“Y EN EL ÚLTIMO TRAGO
NOS VAMOS”
Este es mi último trabajo del
semestre; no es reporte ni mapa, sino una reflexión. Y no tengo ni idea de cómo
empezarlo. Podría hacer un resumen de los temas, o lisonjear a diestra y
siniestra: clases bonitas, textos bonitos -¿textos bonitos? ¡Sí, claro!- Pero
entiendo que lo que hay que hacer es decir qué nos dejo el curso, qué
aprendimos en él.
Dejar y aprender son
verbos muy complicados… Pero, bueno, empecemos: el curso me dejó un sabor
agridulce en la boca, un montón de palabras inconexas en la mente y una necesidad
de ser y hacer “algo nuevo”. Fue como un juego mecánico: la expectativa del
primer día (subir despacito), el primer texto (descender con el primer golpe de
realidad), ir y venir entre un desencanto constante y un anhelo de acción y
ruptura. Después, adentrarse en un mundo distinto (aunque siempre conectado con
los otros) en cada lectura. Recuerdo que necesité un abrazo, que nadie me dio,
después de conocer a Emma Bovary. Entonces
llegó Lukács y ahí sí sentí el mareo de la montaña rusa, porque, con todo y que
tenía el diccionario de filosofía al lado, yo leía y releía para entender, cada
vez, una cosa que nada tenía que ver con la anterior. Con las demás lecturas
pasaron cosas similares, aunque no del todo: Harry casi me tira por la ventana
las ideas que me obsequiaron mis amados estoicos; Novalis me llevó a mis
adentros un rato, adentros menos bellos y más confusos pero tan divinos y
humanos como los suyos; ¿y Werther? Amor a tercera vista: si antes lo quería
porque lo que entendía, ahora lo amo por lo que no entendí, y que, sin embargo,
ahora veo como problema propio.

··········

» TAREA A REALIZAR:
Según el texto, ¿después de conocer a qué personaje necesitó un abrazo quien escribe? Las líneas que vienen después no tienen nada que ver con el texto.

» LÍNEAS GUARDADAS:

··········

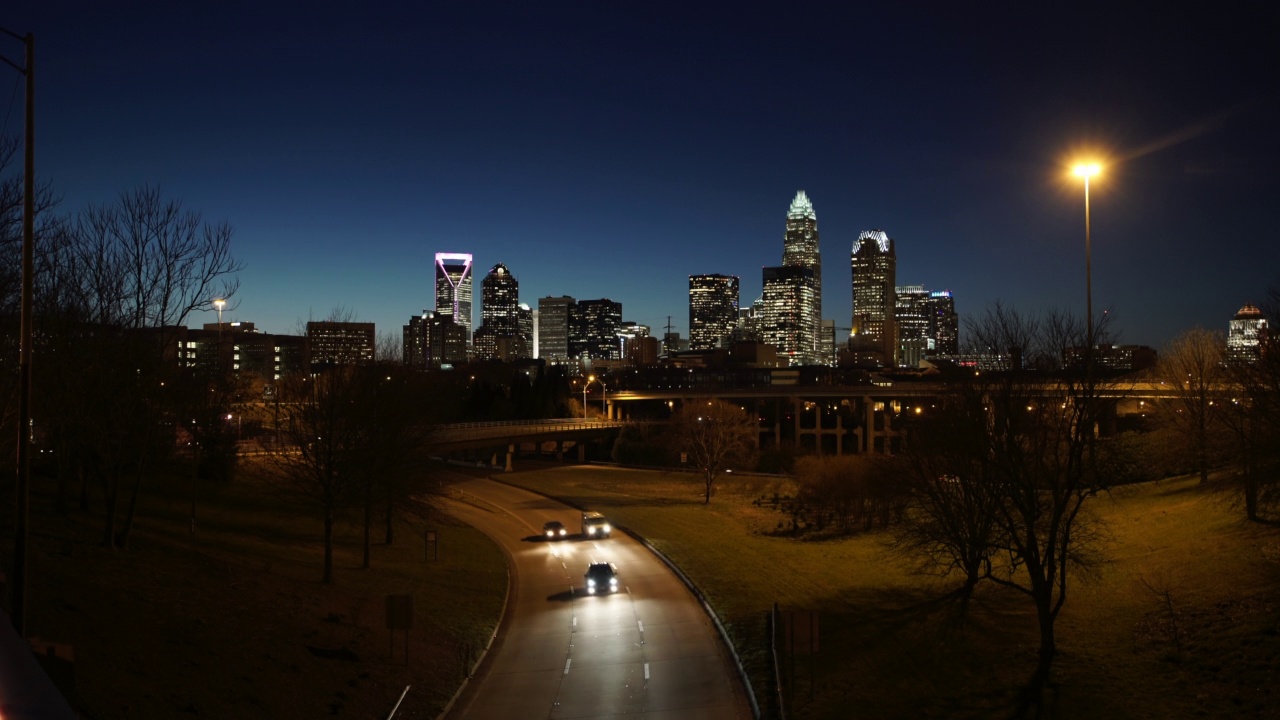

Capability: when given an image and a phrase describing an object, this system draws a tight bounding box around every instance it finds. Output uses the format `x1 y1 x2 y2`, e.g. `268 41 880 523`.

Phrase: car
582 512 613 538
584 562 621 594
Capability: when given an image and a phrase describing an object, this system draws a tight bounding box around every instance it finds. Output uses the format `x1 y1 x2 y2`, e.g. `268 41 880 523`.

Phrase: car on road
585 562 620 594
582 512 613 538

··········

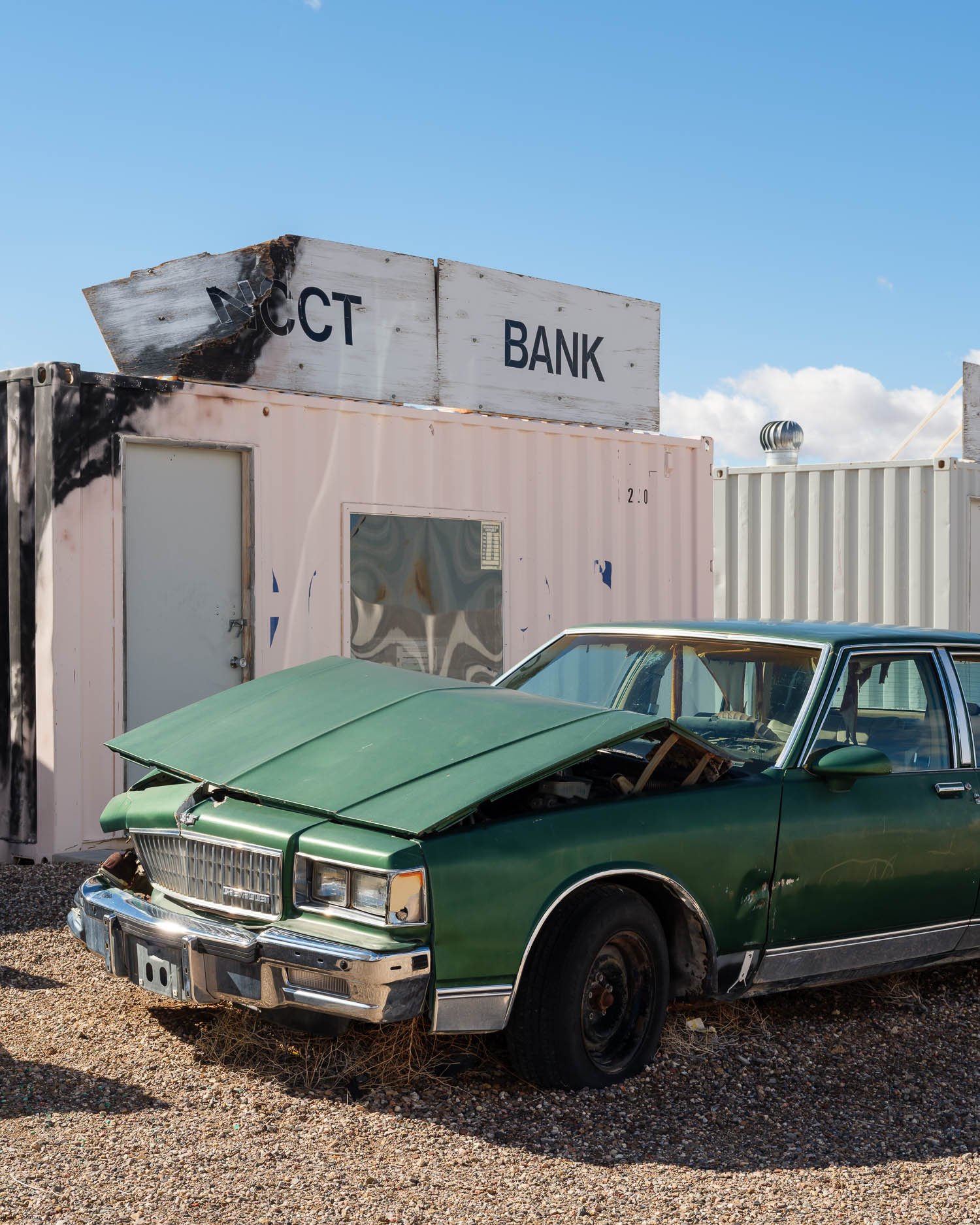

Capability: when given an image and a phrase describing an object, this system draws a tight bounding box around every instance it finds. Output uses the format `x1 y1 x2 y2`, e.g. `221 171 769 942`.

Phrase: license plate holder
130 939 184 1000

··········

» RESPUESTA ESCRITA:
Emma Bovary.